▶ [Exercise aim]
Copy the following lines word for word, leaving every character unchanged.
⟨
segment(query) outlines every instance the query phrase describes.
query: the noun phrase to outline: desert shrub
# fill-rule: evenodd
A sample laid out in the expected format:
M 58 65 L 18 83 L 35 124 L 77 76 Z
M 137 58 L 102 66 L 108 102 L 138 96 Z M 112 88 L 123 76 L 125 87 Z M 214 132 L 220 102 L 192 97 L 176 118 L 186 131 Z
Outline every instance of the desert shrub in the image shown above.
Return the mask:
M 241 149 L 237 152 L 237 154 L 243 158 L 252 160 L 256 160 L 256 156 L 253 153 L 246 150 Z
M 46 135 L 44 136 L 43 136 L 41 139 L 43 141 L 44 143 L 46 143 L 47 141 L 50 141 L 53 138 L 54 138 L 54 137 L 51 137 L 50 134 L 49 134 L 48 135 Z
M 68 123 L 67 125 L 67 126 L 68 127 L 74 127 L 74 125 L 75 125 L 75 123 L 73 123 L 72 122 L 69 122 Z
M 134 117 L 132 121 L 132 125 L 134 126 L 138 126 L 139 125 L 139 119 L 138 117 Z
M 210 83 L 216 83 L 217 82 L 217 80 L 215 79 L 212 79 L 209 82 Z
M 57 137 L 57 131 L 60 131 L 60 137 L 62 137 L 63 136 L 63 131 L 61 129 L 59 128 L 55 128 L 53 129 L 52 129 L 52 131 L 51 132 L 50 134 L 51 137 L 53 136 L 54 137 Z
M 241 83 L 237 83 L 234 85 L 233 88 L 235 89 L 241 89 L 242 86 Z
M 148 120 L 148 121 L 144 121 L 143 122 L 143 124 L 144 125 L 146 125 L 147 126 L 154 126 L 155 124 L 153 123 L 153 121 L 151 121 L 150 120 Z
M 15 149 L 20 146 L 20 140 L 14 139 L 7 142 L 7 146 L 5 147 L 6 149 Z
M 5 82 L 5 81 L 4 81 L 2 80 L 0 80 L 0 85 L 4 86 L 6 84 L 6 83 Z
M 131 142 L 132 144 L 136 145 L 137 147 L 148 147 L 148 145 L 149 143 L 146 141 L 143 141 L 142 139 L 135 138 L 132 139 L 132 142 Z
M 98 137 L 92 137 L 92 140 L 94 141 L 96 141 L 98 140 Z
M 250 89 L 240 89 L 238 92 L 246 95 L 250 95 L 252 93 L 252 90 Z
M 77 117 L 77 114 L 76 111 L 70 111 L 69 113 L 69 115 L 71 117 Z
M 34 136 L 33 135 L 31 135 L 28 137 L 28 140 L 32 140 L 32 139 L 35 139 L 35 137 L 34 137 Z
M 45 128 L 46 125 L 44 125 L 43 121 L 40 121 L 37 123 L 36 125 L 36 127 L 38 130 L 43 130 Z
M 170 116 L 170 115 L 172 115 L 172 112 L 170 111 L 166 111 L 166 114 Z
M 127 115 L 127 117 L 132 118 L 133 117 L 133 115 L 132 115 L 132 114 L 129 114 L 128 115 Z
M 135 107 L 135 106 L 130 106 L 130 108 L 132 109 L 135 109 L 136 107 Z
⟩
▶ [Solution for this problem]
segment(query) outlines every instance the query phrase describes.
query: the noun phrase to outline: desert shrub
# fill-rule: evenodd
A sample laid out in the expected format:
M 58 65 L 18 83 L 35 124 L 77 76 Z
M 137 58 L 102 66 L 108 102 L 138 96 Z M 112 88 L 123 76 L 125 87 Z M 214 132 L 220 102 L 192 97 L 176 118 L 186 131 Z
Outline every instance of the desert shrub in the image shown above.
Return the mask:
M 241 149 L 237 152 L 237 154 L 243 158 L 252 160 L 256 160 L 256 156 L 253 153 L 246 150 Z
M 46 135 L 44 136 L 43 136 L 41 139 L 43 141 L 44 143 L 46 143 L 47 141 L 50 141 L 53 138 L 54 138 L 54 137 L 51 137 L 50 134 L 49 134 L 48 135 Z
M 68 123 L 67 125 L 67 126 L 68 127 L 74 127 L 74 125 L 75 125 L 75 123 L 73 123 L 72 122 L 69 122 Z
M 134 117 L 132 121 L 132 125 L 134 126 L 138 126 L 139 125 L 139 119 L 138 117 Z
M 210 83 L 216 83 L 217 82 L 217 80 L 215 79 L 212 79 L 209 82 Z
M 57 137 L 57 131 L 60 131 L 60 137 L 62 137 L 63 136 L 63 131 L 61 129 L 59 128 L 55 128 L 53 129 L 52 129 L 52 131 L 51 132 L 50 134 L 51 137 L 53 136 L 54 137 Z
M 241 83 L 237 83 L 234 85 L 233 88 L 235 89 L 241 89 L 242 86 Z
M 148 120 L 148 121 L 144 121 L 143 122 L 143 124 L 144 125 L 146 125 L 147 126 L 154 126 L 155 124 L 153 123 L 153 121 L 151 121 L 150 120 Z
M 15 149 L 20 146 L 20 140 L 14 139 L 7 142 L 7 146 L 5 147 L 6 149 Z
M 5 82 L 5 81 L 4 81 L 2 80 L 0 80 L 0 85 L 4 86 L 6 84 L 6 83 Z
M 131 142 L 132 144 L 136 145 L 137 147 L 148 147 L 148 145 L 149 143 L 146 141 L 143 141 L 142 139 L 135 138 L 132 139 L 132 142 Z
M 98 137 L 92 137 L 92 140 L 94 141 L 96 141 L 98 140 Z
M 250 89 L 240 89 L 238 92 L 246 95 L 250 95 L 252 93 L 252 90 Z
M 77 117 L 77 114 L 76 111 L 70 111 L 69 113 L 69 115 L 71 117 Z
M 34 136 L 33 135 L 31 135 L 28 137 L 28 140 L 32 140 L 32 139 L 35 139 L 35 137 L 34 137 Z
M 45 128 L 46 125 L 44 125 L 43 121 L 40 121 L 37 123 L 36 125 L 36 127 L 38 130 L 43 130 Z
M 170 116 L 170 115 L 172 115 L 172 112 L 170 111 L 166 111 L 166 114 Z
M 127 115 L 127 117 L 132 118 L 133 117 L 133 115 L 132 115 L 132 114 L 129 114 L 128 115 Z
M 135 107 L 135 106 L 130 106 L 130 108 L 132 109 L 135 109 L 136 107 Z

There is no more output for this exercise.